Son mesaj - Gönderen: Editör - Çarşamba, 01 Şubat 2017 09:01
Bazı insanlar alçak gönüllüdür, bazıları da alçak olmaya gönüllüdür...
Köşe Yazıları

Köşe YazılarıZiya AKTAŞBATININ ŞIMARIK ÇOCUĞU [ Arama ]

BATININ ŞIMARIK ÇOCUĞU
Başlık BATININ ŞIMARIK ÇOCUĞU
Tarih 21.06.2011
Gönderen Editör

 

BATININ ŞIMARIK ÇOCUĞU

 

            Batılı ülkeler tarafından sürekli sırtı sıvazlanarak şımartılan İsrail, bir türlü uslanmak bilmiyor. Yaptığı pervasızlıkların haddi hesabı yok. Bilindiği gibi son günlerde, önceleri içinde Mavi Marmara’nın da olacağı bildirilen ve daha sonra bu geminin filoya katılmaktan vazgeçtiği duyurulan, 2. Özgürlük Filosu’nun, Filistin halkına insani yardım malzemelerini ulaştırmak amacıyla, Gazze’ye gitmesi söz konusu. İsrail, söz konusu Özgürlük Filosunu durdurmak ve insani yardımların Filistin halkına ulaşmasını engellemek için son derece kararlı görünüyor ve bu konuda her şeyi göze almış durumda.

 

            Nitekim, İsrail Donanması bu hazırlıkların önemli bir parçası olarak büyük bir tatbikatı icra etmekle meşguldür. İsrail donanmasının Filo’ya karşı alınacak tedbirleri muhtemel senaryolara göre tatbik edeceğine işaret edilirken, Mavi Marmara faciasından çıkarılan derslerin de gözden geçirileceği bildirilmektedir.

 

            Basından takip ettiğimiz kadarıyla, kesin olmamakla birlikte, Mavi Marmara’nın söz konusu özgürlük filosuna katılmaktan vazgeçtiğini öğrenmiş bulunuyoruz.  Galiba, bu konudaki en iyi çözüm de böyle bir karar olmalıdır. Çünkü İsrail’in ne zaman ne yapacağı hiç belli olmaz. Filo yetkilileri muhtemelen, İsrail’in 15 gemi ile aynı anda baş edemeyeceğini düşünüyorlardır. Ancak, böyle düşünüyorlarsa yanlış hesap yaparlar; zira İsrail’in aynı anda çok sayıda gemi ile baş edebilecek araç ve imkânları mevcut olup, bu durumu asla göz ardı etmemek gerekir. 

 

            İsrail’den her türlü korsanlık beklendiğinden, şayet Mavi Marmara, Özgürlük Filosuna katılacaksa, ikinci bir Mavi Marmara faciası yaşamaması için Türkiye’nin çok ince eleyip sık dokuması gerekir. Bütün alternatifleri değerlendirerek, vuku bulacak bir saldırıya karşı alınabilecek önlemler konusunu masaya yatırıp enine boyuna tartışmalıdır.  Türkiye’nin ikinci bir Mavi Marmara faciasına asla tahammülü olmayıp, böyle bir durumda kendini savaşın içinde bulması işten bile değildir.

** Veri Bölümü **
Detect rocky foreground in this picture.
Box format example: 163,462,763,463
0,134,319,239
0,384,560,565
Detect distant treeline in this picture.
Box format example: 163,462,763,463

** Görev Tanımı 1 **
Özgürlük Filosu hakkındaki yazıya göre şu soruları yanıtlayın:
(a) Yazının tarihi nedir?
(b) İsrail Donanması hangi faaliyetle meşguldür?
(c) Filo yetkililerinin muhtemelen ne düşündüğü söyleniyor?
** Görev Tanımı 2 **
Özgürlük Filosu hakkındaki yazıyı iki cümleyle özetleyin.
Öğelere burada ihtiyaç yoktur.

** Çözüm 1 **
(a) 21.06.2011
(b) Büyük bir tatbikatı icra etmekle
(c) İsrail'in 15 gemi ile aynı anda baş edemeyeceğini

** Çözüm 2 **
Batılı ülkelerce şımartılan İsrail, Filistin halkına insani yardım ulaştırmak için Gazze'ye gidecek 2. Özgürlük Filosu'nu durdurmaya kararlı görünüyor ve donanması bu hazırlığın parçası olarak büyük bir tatbikat yapıyor. Yazıya göre Mavi Marmara'nın filoya katılmaktan vazgeçmesi en iyi çözümdür; gemi yine de katılacaksa Türkiye, ikinci bir Mavi Marmara faciası yaşanmaması için bir saldırıya karşı alınabilecek önlemleri enine boyuna tartışmalıdır.